In the lines running from the start of the entries through the line containing "point(176, 161)", change "sandstone cliff" to "sandstone ridge". Return only those lines, with everything else unchanged.

── Data provided

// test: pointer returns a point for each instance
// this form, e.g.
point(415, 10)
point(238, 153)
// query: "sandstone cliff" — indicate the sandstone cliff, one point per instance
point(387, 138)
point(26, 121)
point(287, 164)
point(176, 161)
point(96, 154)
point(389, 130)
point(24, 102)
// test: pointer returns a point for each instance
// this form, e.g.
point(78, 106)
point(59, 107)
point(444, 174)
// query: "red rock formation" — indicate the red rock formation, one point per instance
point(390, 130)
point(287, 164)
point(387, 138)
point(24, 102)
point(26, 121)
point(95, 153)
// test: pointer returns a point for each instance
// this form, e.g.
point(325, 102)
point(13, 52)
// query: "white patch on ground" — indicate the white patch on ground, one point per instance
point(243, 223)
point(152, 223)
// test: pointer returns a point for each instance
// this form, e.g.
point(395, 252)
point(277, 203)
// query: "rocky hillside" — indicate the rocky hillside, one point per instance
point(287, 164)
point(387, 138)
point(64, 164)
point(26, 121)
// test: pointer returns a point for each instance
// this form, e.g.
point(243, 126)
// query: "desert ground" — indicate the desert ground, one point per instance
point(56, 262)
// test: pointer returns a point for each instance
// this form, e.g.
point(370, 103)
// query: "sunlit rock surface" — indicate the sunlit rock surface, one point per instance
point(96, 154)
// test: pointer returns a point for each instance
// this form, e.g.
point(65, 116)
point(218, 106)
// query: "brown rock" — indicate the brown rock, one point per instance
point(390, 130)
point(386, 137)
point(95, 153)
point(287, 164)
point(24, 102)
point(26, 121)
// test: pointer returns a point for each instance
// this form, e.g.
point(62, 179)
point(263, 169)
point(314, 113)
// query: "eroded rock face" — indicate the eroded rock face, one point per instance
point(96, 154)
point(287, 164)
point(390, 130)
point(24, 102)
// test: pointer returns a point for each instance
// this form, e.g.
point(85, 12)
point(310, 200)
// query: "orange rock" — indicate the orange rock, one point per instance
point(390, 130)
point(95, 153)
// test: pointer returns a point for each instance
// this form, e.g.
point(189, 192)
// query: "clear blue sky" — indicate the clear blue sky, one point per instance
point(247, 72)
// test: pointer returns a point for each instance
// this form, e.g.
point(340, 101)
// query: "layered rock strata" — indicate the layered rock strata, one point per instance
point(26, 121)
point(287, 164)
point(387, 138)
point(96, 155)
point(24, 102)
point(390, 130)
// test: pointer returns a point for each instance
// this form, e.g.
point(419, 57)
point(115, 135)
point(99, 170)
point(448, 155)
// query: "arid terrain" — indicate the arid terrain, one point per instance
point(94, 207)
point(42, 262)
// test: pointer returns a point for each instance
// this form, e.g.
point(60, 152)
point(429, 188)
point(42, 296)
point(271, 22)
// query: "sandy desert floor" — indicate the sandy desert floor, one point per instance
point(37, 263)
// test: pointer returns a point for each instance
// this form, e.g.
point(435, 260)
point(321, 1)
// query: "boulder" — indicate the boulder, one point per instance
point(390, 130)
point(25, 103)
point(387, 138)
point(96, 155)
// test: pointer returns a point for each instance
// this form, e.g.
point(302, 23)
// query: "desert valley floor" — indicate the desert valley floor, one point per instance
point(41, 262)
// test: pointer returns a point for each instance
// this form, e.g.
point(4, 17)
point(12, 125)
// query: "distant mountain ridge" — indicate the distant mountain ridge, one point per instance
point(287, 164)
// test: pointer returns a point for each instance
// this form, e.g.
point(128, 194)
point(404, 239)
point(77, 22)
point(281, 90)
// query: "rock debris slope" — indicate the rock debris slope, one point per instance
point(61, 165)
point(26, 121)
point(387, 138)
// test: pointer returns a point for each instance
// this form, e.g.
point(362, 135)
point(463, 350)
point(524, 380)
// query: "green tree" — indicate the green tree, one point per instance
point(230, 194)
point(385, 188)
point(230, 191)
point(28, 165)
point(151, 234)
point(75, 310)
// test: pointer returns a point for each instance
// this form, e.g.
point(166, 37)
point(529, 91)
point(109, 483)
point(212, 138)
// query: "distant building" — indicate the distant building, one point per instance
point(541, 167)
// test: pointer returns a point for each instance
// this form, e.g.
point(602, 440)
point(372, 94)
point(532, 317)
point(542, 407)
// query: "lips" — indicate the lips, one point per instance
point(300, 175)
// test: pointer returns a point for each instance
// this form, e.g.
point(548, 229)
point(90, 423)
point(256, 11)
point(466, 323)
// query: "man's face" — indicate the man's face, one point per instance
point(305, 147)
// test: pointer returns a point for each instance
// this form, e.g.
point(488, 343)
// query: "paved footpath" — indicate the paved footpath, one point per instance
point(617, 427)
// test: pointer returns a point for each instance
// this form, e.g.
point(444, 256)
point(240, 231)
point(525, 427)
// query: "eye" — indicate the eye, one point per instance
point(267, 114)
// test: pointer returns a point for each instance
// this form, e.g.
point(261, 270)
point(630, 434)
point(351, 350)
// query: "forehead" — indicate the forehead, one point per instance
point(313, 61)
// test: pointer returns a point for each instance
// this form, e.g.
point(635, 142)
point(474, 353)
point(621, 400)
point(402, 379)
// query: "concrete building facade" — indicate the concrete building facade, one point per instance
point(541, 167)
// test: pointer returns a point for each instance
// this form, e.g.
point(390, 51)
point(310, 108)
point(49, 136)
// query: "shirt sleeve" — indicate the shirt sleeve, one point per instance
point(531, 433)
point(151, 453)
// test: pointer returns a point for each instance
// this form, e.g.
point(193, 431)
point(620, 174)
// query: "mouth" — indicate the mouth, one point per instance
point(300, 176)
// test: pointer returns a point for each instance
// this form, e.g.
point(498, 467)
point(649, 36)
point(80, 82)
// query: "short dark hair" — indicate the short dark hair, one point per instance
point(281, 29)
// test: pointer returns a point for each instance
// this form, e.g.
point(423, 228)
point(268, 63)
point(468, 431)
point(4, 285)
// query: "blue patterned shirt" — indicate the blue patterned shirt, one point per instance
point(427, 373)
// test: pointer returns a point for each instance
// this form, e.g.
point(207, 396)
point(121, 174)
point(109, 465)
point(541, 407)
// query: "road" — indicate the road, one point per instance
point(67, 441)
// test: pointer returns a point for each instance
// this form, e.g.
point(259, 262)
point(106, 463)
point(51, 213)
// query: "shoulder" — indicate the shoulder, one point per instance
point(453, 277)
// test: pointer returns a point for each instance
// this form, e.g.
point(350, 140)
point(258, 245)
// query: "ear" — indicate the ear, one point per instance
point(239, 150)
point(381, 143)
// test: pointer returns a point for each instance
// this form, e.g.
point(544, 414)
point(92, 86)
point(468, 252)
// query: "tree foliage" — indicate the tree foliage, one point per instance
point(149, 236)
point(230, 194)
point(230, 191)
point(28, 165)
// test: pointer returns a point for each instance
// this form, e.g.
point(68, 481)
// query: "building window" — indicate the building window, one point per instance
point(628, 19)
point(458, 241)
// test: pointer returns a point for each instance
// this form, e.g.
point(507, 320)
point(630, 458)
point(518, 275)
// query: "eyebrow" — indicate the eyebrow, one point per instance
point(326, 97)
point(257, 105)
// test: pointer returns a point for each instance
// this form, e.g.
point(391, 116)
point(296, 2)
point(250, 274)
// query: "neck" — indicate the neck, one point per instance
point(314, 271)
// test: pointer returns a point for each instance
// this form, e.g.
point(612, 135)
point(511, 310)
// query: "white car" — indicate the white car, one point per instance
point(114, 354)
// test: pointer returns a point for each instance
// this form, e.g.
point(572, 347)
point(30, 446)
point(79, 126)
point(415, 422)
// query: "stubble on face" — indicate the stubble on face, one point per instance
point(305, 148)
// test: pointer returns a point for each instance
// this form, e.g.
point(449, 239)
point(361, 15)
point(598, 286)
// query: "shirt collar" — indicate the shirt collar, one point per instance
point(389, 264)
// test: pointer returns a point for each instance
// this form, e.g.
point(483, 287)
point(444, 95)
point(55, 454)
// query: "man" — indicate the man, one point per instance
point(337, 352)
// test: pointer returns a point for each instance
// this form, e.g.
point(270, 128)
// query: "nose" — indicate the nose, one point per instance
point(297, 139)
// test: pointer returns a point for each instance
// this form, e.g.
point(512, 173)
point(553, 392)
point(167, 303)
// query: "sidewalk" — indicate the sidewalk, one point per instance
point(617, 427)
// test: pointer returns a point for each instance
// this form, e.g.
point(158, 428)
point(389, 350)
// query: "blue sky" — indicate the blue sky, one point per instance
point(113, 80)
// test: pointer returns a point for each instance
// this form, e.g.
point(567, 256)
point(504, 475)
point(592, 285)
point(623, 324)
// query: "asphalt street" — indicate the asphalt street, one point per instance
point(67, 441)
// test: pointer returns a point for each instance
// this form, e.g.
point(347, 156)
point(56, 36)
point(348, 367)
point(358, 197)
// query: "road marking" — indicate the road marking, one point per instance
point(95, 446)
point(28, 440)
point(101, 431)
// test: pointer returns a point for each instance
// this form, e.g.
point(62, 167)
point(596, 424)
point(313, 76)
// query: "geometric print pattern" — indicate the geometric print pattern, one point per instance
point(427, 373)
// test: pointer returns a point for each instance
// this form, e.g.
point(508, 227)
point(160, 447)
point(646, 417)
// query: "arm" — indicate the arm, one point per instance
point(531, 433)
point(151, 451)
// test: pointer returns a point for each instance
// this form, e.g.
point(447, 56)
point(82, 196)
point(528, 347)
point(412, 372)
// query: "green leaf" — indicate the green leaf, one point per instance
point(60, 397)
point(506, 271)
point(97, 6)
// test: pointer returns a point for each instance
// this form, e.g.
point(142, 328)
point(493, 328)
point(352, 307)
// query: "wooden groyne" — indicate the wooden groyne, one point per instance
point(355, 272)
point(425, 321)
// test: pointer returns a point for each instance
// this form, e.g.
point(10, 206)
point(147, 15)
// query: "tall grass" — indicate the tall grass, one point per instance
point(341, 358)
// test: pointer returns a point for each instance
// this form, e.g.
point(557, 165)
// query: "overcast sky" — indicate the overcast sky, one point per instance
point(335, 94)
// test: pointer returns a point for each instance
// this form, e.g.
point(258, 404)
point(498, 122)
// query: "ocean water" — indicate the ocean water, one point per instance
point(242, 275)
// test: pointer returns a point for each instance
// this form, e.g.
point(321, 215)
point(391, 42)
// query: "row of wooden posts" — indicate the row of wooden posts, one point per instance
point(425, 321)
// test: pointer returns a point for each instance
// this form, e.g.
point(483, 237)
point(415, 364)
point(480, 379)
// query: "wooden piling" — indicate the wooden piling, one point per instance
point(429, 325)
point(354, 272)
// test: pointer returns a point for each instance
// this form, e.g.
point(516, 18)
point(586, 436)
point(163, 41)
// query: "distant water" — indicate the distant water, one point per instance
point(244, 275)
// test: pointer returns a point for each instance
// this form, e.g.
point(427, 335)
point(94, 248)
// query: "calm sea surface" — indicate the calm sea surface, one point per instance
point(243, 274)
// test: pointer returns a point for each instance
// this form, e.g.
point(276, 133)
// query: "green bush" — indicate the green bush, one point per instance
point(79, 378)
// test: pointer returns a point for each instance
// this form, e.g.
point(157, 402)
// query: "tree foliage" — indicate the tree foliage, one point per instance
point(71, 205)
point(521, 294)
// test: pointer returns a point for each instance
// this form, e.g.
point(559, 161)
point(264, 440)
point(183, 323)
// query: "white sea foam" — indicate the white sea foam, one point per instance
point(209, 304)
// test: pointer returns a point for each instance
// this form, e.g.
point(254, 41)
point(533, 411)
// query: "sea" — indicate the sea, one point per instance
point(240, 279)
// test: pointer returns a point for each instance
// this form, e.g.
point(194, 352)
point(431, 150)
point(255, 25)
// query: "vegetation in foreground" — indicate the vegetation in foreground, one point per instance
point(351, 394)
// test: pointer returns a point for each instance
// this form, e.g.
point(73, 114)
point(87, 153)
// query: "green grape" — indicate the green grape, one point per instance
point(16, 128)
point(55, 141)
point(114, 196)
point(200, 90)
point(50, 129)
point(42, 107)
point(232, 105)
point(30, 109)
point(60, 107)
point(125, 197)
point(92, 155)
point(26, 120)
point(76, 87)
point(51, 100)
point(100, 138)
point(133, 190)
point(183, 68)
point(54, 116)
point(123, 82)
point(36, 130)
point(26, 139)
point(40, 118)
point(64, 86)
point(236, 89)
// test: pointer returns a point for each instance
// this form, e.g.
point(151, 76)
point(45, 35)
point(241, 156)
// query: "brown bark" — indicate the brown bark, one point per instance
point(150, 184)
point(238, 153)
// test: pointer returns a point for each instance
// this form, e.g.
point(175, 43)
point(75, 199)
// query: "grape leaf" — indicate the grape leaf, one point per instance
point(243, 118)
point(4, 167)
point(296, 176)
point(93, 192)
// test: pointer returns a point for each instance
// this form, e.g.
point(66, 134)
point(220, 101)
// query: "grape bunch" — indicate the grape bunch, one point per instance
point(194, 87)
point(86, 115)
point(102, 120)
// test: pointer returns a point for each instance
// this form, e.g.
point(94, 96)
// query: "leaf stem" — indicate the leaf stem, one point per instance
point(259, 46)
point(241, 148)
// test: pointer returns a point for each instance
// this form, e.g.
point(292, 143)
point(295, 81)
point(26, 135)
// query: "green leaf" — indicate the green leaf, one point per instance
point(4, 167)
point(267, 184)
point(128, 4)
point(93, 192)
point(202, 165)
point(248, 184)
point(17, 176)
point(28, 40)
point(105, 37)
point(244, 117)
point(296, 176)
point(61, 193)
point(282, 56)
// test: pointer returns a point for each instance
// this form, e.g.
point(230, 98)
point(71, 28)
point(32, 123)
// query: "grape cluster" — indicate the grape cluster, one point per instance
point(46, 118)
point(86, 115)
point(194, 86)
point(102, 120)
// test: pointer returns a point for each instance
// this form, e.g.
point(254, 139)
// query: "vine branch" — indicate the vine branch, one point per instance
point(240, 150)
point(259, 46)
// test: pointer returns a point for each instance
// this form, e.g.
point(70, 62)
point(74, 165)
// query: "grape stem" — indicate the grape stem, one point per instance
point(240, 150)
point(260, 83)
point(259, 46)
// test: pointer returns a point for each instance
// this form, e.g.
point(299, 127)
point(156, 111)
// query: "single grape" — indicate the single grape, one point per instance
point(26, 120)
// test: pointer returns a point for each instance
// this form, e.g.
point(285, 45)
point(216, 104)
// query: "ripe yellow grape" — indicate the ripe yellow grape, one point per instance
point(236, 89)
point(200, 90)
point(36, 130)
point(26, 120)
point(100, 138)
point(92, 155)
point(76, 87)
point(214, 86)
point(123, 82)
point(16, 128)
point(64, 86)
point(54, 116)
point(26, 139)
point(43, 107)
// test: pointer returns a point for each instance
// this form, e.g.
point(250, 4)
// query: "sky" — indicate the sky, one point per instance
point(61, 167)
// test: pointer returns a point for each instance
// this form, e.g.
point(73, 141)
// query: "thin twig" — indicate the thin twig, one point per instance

────

## Problem solution
// test: pointer returns a point for each instance
// this form, e.g.
point(415, 10)
point(238, 153)
// query: "sandstone ridge" — indicate the sandstone ridge, one point per instance
point(387, 138)
point(26, 121)
point(287, 164)
point(176, 161)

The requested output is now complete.